■ What is needed
Gather each line from the records below that contains the string "Target". The match is case-sensitive.

■ Data section
========================

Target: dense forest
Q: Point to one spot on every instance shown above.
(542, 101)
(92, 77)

========================

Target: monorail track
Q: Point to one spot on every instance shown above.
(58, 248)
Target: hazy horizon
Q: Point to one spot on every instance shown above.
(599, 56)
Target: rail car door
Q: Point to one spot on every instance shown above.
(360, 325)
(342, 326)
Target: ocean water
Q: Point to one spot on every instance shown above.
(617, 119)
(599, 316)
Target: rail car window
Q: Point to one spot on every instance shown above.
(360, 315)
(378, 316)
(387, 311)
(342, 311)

========================

■ In response
Target: dense forest
Target: monorail track
Target: hazy horizon
Target: rail car door
Target: ocean water
Target: rail car window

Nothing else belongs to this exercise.